Setting Up the JDK

Download the JDK version specific to your operating system. On most systems, the JDK comes in an installer or package, so there shouldn’t be any hurdles. Once you have installed the JDK, you should add a new environment variable called JDK_HOME that points to the root directory of the JDK installation. Additionally, you should add the $JDK_HOME/bin (%JDK_HOME%in on Windows) directory to your PATH environment variable.

Installing Android Studio

At the time this book was written, Android Studio was on version 2.2. Simply find the download for the latest version on the Android developer site and extract it to a folder of your choice. Once installed, you can create a shortcut on your desktop to the Android Studio executable in the root directory of your Android Studio installation .

Setting Up the Android SDK

The Android SDK is available for the three mainstream desktop operating systems. Choose the version for your platform and download it. The SDK comes in the form of a ZIP or tar gzip file. Just uncompress it to a convenient folder (for example, c:android-sdk on Windows or /opt/android-sdk on Linux). The SDK comes with several command-line utilities located in the tools/ folder. Create an environment variable called ANDROID_HOME that points to the root directory of the SDK installation, then add $ANDROID_HOME/tools (%ANDROID_HOME% ools on Windows) to your PATH environment variable. This way you can easily invoke the command-line tools from a shell later on if the need arises.

After performing the preceding steps, you’ll have a bare-bones installation that consists of the basic command-line tools needed to create, compile, and deploy Android projects, as well as the SDK Manager, a tool for installing SDK components, and the AVD Manager, which is responsible for creating virtual devices used by the emulator. These tools alone are not sufficient to start developing, so you’ll need to install additional components. That’s where the SDK Manager comes in. The manager is a package manager, much like the package management tools you find on Linux. The manager allows you to install the following types of components:

• Android platforms: For every official Android release, there’s a platform component for the SDK that includes the runtime libraries, a system image used by the emulator, and any version-specific tools.

• SDK add-ons: Add-ons are usually external libraries and tools that are not specific to a platform. Some examples are the Google APIs that allow you to integrate Google Maps in your application.

• USB driver for Windows: This driver is necessary for running and debugging your application on a physical device on Windows. On Mac OS X and Linux, you don’t need a special driver.

**Recorded data**.
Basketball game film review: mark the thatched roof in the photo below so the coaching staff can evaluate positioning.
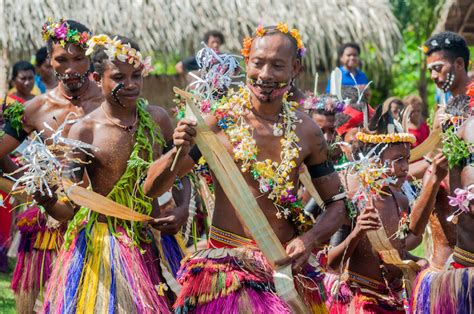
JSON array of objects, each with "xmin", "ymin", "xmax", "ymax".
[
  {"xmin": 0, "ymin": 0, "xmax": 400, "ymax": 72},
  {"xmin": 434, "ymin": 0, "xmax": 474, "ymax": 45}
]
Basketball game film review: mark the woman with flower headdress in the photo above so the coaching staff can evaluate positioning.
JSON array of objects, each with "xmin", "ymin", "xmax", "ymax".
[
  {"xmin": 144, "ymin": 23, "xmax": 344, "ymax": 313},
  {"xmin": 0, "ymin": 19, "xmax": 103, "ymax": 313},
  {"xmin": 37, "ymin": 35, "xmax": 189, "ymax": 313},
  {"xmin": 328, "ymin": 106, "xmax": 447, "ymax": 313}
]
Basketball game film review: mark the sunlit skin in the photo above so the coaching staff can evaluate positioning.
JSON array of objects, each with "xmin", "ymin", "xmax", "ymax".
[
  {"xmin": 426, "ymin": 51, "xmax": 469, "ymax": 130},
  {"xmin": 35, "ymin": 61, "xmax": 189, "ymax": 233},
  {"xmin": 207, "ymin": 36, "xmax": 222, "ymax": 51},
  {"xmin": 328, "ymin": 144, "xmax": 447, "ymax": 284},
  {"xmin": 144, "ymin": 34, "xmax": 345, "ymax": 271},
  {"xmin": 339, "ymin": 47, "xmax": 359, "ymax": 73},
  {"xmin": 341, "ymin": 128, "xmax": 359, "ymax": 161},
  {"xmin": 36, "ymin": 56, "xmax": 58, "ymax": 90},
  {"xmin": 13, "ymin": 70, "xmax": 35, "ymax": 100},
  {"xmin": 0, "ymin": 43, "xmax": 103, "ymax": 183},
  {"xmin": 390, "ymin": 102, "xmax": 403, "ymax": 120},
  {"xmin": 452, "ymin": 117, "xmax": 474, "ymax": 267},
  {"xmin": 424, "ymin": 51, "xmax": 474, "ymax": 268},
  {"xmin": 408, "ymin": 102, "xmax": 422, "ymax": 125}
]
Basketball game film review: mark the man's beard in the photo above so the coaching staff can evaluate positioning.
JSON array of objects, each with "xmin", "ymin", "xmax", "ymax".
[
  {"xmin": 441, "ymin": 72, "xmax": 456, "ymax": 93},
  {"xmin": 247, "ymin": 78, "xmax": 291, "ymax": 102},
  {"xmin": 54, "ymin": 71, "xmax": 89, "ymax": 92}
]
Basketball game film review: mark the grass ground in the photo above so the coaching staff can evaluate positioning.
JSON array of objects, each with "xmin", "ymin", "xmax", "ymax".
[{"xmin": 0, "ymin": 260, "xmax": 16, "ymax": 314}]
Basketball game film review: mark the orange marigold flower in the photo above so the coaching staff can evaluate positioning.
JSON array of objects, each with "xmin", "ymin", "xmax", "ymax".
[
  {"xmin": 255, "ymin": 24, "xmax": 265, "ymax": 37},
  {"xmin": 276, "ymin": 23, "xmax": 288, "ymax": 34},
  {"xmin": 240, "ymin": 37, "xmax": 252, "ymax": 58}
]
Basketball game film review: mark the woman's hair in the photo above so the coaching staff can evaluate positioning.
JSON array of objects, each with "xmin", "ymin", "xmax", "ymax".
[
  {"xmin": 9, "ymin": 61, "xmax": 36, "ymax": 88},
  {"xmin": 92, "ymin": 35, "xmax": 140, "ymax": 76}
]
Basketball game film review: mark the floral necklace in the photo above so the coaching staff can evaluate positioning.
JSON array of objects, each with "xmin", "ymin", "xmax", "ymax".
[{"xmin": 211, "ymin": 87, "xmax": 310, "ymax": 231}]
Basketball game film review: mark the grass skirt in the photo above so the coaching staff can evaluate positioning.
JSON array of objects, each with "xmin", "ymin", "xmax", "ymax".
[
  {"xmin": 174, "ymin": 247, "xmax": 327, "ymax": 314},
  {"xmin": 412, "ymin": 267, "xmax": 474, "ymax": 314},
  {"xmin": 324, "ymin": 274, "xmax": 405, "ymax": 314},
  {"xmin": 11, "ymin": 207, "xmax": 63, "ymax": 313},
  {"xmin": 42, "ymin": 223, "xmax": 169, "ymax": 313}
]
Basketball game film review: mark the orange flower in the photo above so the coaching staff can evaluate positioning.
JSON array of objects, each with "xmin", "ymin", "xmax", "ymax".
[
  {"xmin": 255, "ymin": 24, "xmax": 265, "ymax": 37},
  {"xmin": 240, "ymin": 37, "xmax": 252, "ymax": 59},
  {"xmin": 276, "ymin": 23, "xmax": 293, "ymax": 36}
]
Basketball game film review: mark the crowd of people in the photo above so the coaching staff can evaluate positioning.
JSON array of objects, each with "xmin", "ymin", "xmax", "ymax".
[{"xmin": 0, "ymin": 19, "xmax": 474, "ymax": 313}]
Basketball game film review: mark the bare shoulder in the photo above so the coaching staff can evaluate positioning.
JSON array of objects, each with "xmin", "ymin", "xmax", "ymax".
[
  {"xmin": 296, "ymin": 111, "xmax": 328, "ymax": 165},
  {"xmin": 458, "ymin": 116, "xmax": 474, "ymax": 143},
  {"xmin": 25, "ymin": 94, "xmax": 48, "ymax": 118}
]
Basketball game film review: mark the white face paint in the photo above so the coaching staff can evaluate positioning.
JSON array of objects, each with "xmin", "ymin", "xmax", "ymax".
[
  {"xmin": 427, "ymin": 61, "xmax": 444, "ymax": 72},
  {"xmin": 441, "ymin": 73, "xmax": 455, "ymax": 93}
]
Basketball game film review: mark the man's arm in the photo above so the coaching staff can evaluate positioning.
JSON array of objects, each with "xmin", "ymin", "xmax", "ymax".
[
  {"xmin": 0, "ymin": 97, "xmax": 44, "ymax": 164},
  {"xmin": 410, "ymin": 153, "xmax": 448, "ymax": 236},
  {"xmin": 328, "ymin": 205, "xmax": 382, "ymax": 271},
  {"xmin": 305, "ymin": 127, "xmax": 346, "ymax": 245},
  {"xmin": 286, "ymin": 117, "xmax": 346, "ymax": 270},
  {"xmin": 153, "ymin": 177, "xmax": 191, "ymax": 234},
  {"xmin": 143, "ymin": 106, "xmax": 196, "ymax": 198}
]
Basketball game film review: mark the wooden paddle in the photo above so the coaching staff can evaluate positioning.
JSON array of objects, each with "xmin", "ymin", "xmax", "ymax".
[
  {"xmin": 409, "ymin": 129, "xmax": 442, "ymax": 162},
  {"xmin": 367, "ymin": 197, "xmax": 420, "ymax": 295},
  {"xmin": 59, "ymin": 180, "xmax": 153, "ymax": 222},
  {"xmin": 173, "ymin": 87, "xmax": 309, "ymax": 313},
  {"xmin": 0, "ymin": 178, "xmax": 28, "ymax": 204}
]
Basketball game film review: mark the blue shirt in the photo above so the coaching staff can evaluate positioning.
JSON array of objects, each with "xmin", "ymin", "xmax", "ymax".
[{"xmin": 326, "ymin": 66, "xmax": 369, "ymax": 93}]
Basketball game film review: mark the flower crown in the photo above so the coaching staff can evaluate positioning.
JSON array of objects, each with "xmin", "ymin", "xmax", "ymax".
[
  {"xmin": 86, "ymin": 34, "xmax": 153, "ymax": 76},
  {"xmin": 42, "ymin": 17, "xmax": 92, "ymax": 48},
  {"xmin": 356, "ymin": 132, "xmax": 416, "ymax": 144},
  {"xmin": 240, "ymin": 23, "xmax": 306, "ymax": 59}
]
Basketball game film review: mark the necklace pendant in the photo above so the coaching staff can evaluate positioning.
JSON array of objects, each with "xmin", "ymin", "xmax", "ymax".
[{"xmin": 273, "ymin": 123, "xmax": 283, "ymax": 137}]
* * *
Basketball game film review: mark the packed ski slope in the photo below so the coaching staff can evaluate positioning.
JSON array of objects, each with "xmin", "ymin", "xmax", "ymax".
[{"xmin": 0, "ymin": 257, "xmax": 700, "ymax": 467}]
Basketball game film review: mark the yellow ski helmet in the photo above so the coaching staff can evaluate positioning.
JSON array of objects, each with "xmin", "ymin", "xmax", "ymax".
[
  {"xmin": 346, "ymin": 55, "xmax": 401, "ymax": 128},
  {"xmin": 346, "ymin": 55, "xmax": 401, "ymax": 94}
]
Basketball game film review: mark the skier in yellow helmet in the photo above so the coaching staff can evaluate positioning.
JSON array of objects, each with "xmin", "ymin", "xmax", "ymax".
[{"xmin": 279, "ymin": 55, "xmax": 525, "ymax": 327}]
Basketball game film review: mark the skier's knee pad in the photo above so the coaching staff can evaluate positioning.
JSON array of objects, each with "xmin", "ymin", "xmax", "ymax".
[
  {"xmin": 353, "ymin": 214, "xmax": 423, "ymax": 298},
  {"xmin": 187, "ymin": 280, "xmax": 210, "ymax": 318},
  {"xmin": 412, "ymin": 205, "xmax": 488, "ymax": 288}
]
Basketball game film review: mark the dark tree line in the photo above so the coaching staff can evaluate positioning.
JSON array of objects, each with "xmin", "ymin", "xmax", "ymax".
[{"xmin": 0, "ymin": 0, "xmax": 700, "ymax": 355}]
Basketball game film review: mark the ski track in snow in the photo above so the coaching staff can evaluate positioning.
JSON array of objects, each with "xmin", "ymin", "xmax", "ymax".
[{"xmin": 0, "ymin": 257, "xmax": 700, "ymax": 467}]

**JOBS**.
A – According to the Android setup guide, what version was Android Studio on when the book was written?
B – Find each line of the records containing the word "orange" and copy it out in full.

**ANSWERS GIVEN**.
A – Version 2.2.

B –
Basketball game film review: mark the orange marigold flower in the photo above so the coaching staff can evaluate positioning.
Basketball game film review: mark the orange flower in the photo above so the coaching staff can evaluate positioning.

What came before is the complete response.